**REQUEST:** Update the rows below by replacing "named values" with "key-value pairs" wherever it occurs. Leave all other text unchanged.
===== DATASET RECORDS
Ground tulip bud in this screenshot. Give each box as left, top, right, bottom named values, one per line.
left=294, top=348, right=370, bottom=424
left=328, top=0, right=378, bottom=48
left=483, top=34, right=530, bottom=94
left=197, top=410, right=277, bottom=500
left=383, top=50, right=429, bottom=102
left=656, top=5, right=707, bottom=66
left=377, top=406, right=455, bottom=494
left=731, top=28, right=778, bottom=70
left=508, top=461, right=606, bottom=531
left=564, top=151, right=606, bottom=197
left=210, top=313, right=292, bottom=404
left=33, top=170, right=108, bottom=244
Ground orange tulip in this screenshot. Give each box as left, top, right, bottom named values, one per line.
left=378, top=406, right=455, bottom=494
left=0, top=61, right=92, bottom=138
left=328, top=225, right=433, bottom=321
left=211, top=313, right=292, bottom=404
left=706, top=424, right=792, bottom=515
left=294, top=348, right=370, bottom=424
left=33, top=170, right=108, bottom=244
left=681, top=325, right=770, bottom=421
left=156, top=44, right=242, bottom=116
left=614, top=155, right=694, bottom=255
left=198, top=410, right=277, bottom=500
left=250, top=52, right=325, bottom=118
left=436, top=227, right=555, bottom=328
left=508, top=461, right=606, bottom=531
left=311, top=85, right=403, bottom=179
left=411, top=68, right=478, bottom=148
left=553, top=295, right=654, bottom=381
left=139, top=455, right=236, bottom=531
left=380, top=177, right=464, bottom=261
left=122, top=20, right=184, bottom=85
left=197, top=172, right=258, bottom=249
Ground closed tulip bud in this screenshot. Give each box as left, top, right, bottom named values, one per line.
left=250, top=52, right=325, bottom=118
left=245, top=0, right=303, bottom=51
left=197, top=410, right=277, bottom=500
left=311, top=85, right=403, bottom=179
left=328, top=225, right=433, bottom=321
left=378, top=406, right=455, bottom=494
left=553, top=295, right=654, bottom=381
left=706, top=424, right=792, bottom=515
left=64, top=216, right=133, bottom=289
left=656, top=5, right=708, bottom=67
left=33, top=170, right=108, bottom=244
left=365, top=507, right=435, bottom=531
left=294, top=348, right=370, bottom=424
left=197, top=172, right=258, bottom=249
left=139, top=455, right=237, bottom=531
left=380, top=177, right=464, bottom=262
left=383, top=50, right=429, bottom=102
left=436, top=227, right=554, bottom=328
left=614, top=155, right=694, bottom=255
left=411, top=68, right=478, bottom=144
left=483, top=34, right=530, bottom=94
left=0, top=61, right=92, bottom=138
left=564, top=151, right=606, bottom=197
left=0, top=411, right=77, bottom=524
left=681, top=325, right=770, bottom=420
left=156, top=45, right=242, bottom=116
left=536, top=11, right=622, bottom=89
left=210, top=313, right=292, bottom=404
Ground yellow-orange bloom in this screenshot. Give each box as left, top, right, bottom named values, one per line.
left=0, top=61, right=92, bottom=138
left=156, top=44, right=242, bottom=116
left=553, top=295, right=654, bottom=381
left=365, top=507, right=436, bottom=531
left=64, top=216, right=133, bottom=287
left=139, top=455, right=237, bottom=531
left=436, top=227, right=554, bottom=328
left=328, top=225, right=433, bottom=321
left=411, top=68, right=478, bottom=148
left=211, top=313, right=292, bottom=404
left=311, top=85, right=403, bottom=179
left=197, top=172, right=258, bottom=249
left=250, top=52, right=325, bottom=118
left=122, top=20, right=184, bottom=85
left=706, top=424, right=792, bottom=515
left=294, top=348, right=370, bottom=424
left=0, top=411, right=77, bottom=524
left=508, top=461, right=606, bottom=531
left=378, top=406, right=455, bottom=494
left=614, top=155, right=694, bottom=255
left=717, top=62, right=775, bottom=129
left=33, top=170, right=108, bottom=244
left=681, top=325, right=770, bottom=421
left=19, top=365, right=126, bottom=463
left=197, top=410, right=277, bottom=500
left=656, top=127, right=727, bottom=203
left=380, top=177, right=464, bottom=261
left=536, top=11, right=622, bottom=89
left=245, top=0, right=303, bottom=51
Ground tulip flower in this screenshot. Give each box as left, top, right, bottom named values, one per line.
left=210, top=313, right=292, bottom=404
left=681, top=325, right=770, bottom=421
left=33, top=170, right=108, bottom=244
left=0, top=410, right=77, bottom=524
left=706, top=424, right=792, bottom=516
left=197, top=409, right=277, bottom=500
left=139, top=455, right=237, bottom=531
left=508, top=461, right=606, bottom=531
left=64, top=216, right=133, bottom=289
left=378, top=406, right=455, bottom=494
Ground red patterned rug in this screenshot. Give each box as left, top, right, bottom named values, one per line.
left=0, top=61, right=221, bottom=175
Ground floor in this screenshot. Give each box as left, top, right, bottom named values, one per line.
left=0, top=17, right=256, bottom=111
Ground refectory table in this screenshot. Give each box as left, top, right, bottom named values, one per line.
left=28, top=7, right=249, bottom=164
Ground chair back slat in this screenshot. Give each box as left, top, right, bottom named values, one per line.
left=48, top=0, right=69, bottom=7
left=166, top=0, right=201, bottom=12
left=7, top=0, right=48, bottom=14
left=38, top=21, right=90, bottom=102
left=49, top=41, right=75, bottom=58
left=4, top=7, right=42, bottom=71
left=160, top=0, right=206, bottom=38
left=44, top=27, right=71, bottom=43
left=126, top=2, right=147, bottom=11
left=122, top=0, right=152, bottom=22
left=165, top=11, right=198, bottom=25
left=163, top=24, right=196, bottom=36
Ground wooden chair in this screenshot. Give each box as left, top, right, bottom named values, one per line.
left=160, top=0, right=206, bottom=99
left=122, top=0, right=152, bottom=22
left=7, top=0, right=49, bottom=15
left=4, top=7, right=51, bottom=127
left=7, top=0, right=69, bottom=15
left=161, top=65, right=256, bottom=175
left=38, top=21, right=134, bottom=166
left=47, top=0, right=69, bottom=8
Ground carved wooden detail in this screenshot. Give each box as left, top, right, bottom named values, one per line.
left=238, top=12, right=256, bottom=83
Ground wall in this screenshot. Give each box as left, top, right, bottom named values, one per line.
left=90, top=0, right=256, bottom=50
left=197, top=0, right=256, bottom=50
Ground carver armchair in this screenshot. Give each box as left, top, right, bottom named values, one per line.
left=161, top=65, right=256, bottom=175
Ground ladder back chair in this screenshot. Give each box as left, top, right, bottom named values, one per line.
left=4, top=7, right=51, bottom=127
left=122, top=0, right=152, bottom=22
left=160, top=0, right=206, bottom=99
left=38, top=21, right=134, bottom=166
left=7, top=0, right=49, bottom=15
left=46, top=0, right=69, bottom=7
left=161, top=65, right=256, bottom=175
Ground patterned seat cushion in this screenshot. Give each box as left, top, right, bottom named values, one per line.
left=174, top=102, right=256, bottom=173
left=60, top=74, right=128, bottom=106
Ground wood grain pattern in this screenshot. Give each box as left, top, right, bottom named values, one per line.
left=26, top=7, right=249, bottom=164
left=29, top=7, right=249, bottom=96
==========
**COMPLETE ANSWER:**
Ground tulip bud in this screenshot. Give each box as left, top, right, bottom key-value pairs, one per line.
left=294, top=348, right=370, bottom=424
left=328, top=0, right=378, bottom=48
left=483, top=34, right=530, bottom=94
left=197, top=410, right=277, bottom=500
left=383, top=50, right=429, bottom=102
left=656, top=5, right=707, bottom=66
left=377, top=406, right=455, bottom=494
left=731, top=28, right=778, bottom=70
left=508, top=461, right=606, bottom=531
left=564, top=151, right=606, bottom=197
left=210, top=313, right=292, bottom=404
left=33, top=170, right=108, bottom=244
Ground orange tulip in this screenshot. Give each box as left, top, right, bottom key-value pairs, one per line.
left=378, top=406, right=455, bottom=494
left=0, top=61, right=92, bottom=138
left=328, top=225, right=433, bottom=321
left=211, top=313, right=292, bottom=404
left=706, top=424, right=792, bottom=515
left=294, top=348, right=370, bottom=424
left=33, top=170, right=108, bottom=244
left=681, top=325, right=770, bottom=421
left=156, top=44, right=242, bottom=116
left=614, top=155, right=694, bottom=255
left=198, top=410, right=277, bottom=500
left=250, top=52, right=325, bottom=118
left=436, top=227, right=555, bottom=328
left=508, top=461, right=606, bottom=531
left=311, top=85, right=403, bottom=179
left=411, top=68, right=478, bottom=148
left=553, top=295, right=654, bottom=381
left=139, top=455, right=236, bottom=531
left=380, top=177, right=464, bottom=261
left=122, top=20, right=184, bottom=85
left=197, top=172, right=258, bottom=249
Ground closed tulip bud in this screenshot. Give each box as left, top, right, bottom key-value pairs, one per line.
left=250, top=52, right=325, bottom=118
left=245, top=0, right=303, bottom=51
left=197, top=410, right=277, bottom=500
left=311, top=85, right=403, bottom=179
left=328, top=225, right=433, bottom=321
left=378, top=406, right=455, bottom=494
left=553, top=295, right=654, bottom=381
left=706, top=424, right=792, bottom=515
left=64, top=216, right=133, bottom=289
left=656, top=5, right=708, bottom=67
left=33, top=170, right=108, bottom=244
left=365, top=507, right=435, bottom=531
left=294, top=348, right=370, bottom=424
left=197, top=172, right=258, bottom=249
left=139, top=455, right=237, bottom=531
left=380, top=177, right=464, bottom=262
left=383, top=50, right=429, bottom=102
left=436, top=227, right=554, bottom=328
left=614, top=155, right=694, bottom=255
left=411, top=68, right=478, bottom=144
left=483, top=34, right=530, bottom=94
left=0, top=61, right=92, bottom=138
left=564, top=151, right=606, bottom=197
left=0, top=411, right=77, bottom=524
left=681, top=325, right=770, bottom=420
left=156, top=45, right=242, bottom=116
left=536, top=11, right=622, bottom=89
left=210, top=313, right=292, bottom=404
Ground yellow-orange bloom in this screenshot. Give each box as left, top, right, bottom key-value pairs, one per line.
left=0, top=61, right=92, bottom=138
left=156, top=44, right=242, bottom=116
left=553, top=295, right=654, bottom=381
left=365, top=507, right=436, bottom=531
left=64, top=216, right=133, bottom=287
left=139, top=455, right=237, bottom=531
left=436, top=227, right=554, bottom=328
left=328, top=225, right=433, bottom=321
left=411, top=68, right=478, bottom=148
left=211, top=313, right=292, bottom=404
left=311, top=85, right=403, bottom=179
left=197, top=172, right=258, bottom=249
left=250, top=52, right=325, bottom=118
left=122, top=20, right=184, bottom=85
left=706, top=424, right=792, bottom=515
left=294, top=348, right=370, bottom=424
left=0, top=411, right=77, bottom=524
left=508, top=461, right=606, bottom=531
left=378, top=406, right=455, bottom=494
left=614, top=155, right=694, bottom=255
left=717, top=62, right=775, bottom=129
left=33, top=170, right=108, bottom=244
left=681, top=325, right=770, bottom=421
left=19, top=365, right=126, bottom=463
left=197, top=410, right=277, bottom=500
left=656, top=127, right=727, bottom=203
left=380, top=177, right=464, bottom=261
left=536, top=11, right=622, bottom=89
left=245, top=0, right=303, bottom=51
Ground tulip flower in this screenshot. Give each box as left, top, right, bottom key-value pairs, one per line.
left=210, top=313, right=292, bottom=404
left=681, top=325, right=770, bottom=421
left=33, top=170, right=108, bottom=244
left=0, top=410, right=77, bottom=524
left=706, top=424, right=792, bottom=516
left=197, top=409, right=277, bottom=500
left=139, top=455, right=237, bottom=531
left=508, top=461, right=606, bottom=531
left=64, top=216, right=133, bottom=289
left=378, top=406, right=455, bottom=494
Ground red patterned rug in this screenshot. Give each box as left, top, right, bottom key-value pairs, one per line.
left=0, top=61, right=221, bottom=175
Ground floor in this screenshot. Give each box as left, top, right, bottom key-value pairs, one per line.
left=0, top=17, right=256, bottom=111
Ground refectory table in this screenshot. Give each box as left, top, right, bottom key-value pairs, one per line.
left=28, top=7, right=249, bottom=164
Ground chair back slat in this screenshot. Give each box as left, top, right, bottom key-value pairs, one per line.
left=48, top=0, right=69, bottom=7
left=166, top=0, right=201, bottom=12
left=7, top=0, right=48, bottom=14
left=38, top=21, right=90, bottom=102
left=49, top=41, right=75, bottom=58
left=4, top=7, right=42, bottom=71
left=160, top=0, right=206, bottom=38
left=44, top=27, right=71, bottom=43
left=126, top=2, right=147, bottom=11
left=122, top=0, right=152, bottom=22
left=165, top=11, right=198, bottom=25
left=163, top=24, right=196, bottom=36
Ground wooden chair in this screenshot. Give each box as left, top, right, bottom key-value pairs, one per line.
left=160, top=0, right=206, bottom=99
left=122, top=0, right=152, bottom=22
left=7, top=0, right=49, bottom=15
left=4, top=7, right=51, bottom=127
left=7, top=0, right=69, bottom=15
left=161, top=65, right=256, bottom=175
left=38, top=21, right=134, bottom=166
left=47, top=0, right=69, bottom=8
Ground carved wooden detail in this screenshot. Give each box as left, top, right, bottom key-value pairs, one per line.
left=238, top=12, right=256, bottom=83
Ground wall in this screenshot. Give each box as left, top, right, bottom key-value pairs, one per line.
left=90, top=0, right=256, bottom=50
left=197, top=0, right=256, bottom=50
Ground carver armchair in this screenshot. Give each box as left, top, right, bottom key-value pairs, one per line.
left=161, top=65, right=256, bottom=175
Ground ladder back chair in this screenshot. Give each box as left, top, right, bottom key-value pairs, one per line.
left=4, top=7, right=51, bottom=127
left=122, top=0, right=152, bottom=22
left=160, top=0, right=206, bottom=99
left=38, top=21, right=134, bottom=166
left=7, top=0, right=49, bottom=15
left=46, top=0, right=69, bottom=7
left=161, top=65, right=256, bottom=175
Ground patterned seat cushion in this screenshot. Give each box as left, top, right, bottom key-value pairs, one per line.
left=174, top=102, right=256, bottom=173
left=60, top=74, right=128, bottom=106
Ground wood grain pattern in this screenshot. Give each box as left, top, right, bottom key-value pairs, one per line.
left=26, top=7, right=249, bottom=164
left=29, top=7, right=249, bottom=96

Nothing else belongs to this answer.